- **TEXT SEGMENT**:
....................

Keywords: Oatp; SPECT.

Fig. 1.

Relaxation enhancement rate (R₁) correlates with Oatp1 expression. (A) Clonal HEK 293T and (B) HCT 116 cells transfected with the inducible pTRE3G-LO plasmid were induced for 24 h with doxycycline. Cells were then incubated with 0.5 mM (HEK 293T) or 0.25 mM (HCT 116) Gd-EOB-DTPA, washed, pelleted, and imaged with T₁ imaging and mapping sequences. Western blots of luciferase in protein extracts from (C) HEK 293T and (D) HCT 116 cells shown in A and B, showing that induction of transgene expression correlated with doxycycline concentration and R₁ enhancement.

Fig. 2.

....................

(Records in a dataset)
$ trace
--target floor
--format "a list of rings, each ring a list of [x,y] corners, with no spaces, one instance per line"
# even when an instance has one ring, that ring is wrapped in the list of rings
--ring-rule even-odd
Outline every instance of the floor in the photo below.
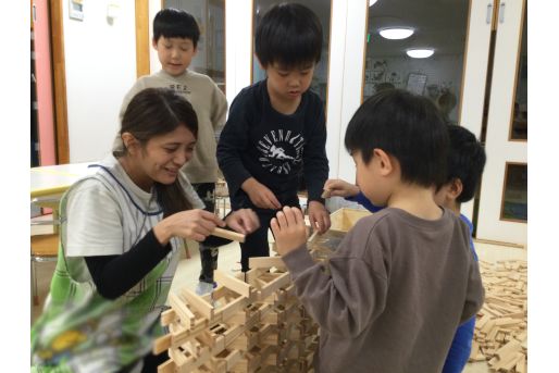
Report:
[[[198,284],[198,274],[200,271],[199,251],[198,244],[194,241],[188,243],[190,258],[186,258],[186,252],[182,252],[182,260],[178,264],[175,278],[171,286],[171,291],[176,291],[182,287],[188,287],[195,289]],[[512,260],[520,259],[526,260],[526,250],[496,246],[485,243],[476,243],[475,248],[480,260],[494,262],[499,260]],[[237,272],[240,270],[240,248],[237,243],[223,246],[220,249],[218,266],[222,271]],[[37,264],[37,278],[38,278],[38,293],[40,303],[37,307],[32,304],[32,323],[40,314],[40,310],[48,293],[50,278],[54,270],[54,263],[39,263]],[[463,371],[464,373],[489,373],[489,369],[486,362],[469,363]]]

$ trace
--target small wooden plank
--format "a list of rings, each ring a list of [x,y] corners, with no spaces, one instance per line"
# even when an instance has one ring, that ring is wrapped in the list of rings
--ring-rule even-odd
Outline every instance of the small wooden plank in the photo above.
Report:
[[[151,351],[153,355],[160,355],[161,352],[171,348],[171,334],[165,334],[162,337],[157,338],[153,341]]]
[[[250,288],[250,285],[229,275],[226,275],[220,270],[213,271],[213,278],[220,284],[221,286],[225,286],[233,291],[236,291],[237,294],[240,294],[244,297],[251,298],[252,297],[252,289]]]
[[[253,257],[248,259],[248,266],[251,269],[285,269],[285,263],[282,257]]]
[[[175,373],[176,365],[171,359],[158,366],[158,373]]]
[[[231,239],[237,243],[244,243],[246,239],[246,236],[241,233],[227,231],[219,227],[212,231],[212,236]]]
[[[169,293],[169,304],[175,311],[175,314],[181,319],[181,323],[185,325],[187,328],[190,328],[196,320],[194,313],[188,309],[188,306],[185,303],[185,300],[177,294]]]
[[[161,325],[162,326],[167,326],[173,321],[175,321],[175,319],[176,319],[176,313],[172,308],[161,312]]]
[[[181,295],[186,298],[188,303],[196,309],[201,315],[208,319],[210,322],[213,322],[213,311],[214,308],[212,304],[207,302],[202,297],[195,294],[192,290],[188,288],[181,289]]]

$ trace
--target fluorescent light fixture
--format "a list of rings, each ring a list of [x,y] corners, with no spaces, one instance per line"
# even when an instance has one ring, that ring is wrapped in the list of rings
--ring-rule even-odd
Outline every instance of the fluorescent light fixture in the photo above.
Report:
[[[412,59],[426,59],[427,57],[432,57],[435,50],[433,48],[408,49],[406,53]]]
[[[411,27],[386,27],[378,29],[378,34],[385,39],[406,39],[413,35]]]

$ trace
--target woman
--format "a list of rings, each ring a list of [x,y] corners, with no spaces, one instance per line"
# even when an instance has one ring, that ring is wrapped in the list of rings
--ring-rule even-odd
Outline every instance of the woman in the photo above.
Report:
[[[166,88],[148,88],[122,120],[124,151],[95,166],[95,175],[62,197],[60,250],[44,313],[32,328],[32,370],[40,372],[156,372],[164,309],[179,241],[209,245],[228,225],[249,234],[252,210],[222,221],[181,173],[192,157],[196,113]]]

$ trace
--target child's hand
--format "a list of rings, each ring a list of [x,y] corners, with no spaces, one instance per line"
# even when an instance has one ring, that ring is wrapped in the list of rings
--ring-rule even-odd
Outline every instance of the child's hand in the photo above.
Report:
[[[309,221],[312,229],[319,231],[321,235],[330,229],[330,213],[324,204],[319,201],[309,202]]]
[[[277,252],[285,256],[307,243],[307,226],[301,210],[286,206],[270,222]]]
[[[240,186],[254,203],[257,208],[277,210],[282,208],[282,203],[275,198],[275,195],[262,183],[257,182],[254,177],[249,177]]]
[[[331,197],[353,197],[359,194],[359,187],[339,178],[331,178],[324,183],[324,190],[328,191]]]
[[[225,217],[225,223],[227,223],[233,231],[245,235],[254,232],[260,226],[260,220],[251,209],[240,209],[232,212]]]

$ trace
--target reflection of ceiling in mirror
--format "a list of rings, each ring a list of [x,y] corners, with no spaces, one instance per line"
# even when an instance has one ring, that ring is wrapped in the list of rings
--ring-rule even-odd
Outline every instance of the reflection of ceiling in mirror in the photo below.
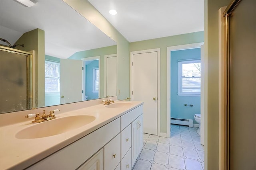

....................

- **PROBLEMS TO SOLVE**:
1: In the figure caption, how long were the transfected cells induced with doxycycline?
2: Reproduce the stretch of the figure caption from "Relaxation enhancement rate" through "and R₁ enhancement.".
3: Using the figure caption, explain what the Western blots of luciferase are meant to show.
You don't need the data for this work.

- **RESPONSES**:
1: For 24 hours.

2:
Relaxation enhancement rate (R₁) correlates with Oatp1 expression. (A) Clonal HEK 293T and (B) HCT 116 cells transfected with the inducible pTRE3G-LO plasmid were induced for 24 h with doxycycline. Cells were then incubated with 0.5 mM (HEK 293T) or 0.25 mM (HCT 116) Gd-EOB-DTPA, washed, pelleted, and imaged with T₁ imaging and mapping sequences. Western blots of luciferase in protein extracts from (C) HEK 293T and (D) HCT 116 cells shown in A and B, showing that induction of transgene expression correlated with doxycycline concentration and R₁ enhancement.

3: The blots, made from protein extracts of the HEK 293T and HCT 116 cells, show that induction of transgene expression correlated with doxycycline concentration and with R₁ enhancement.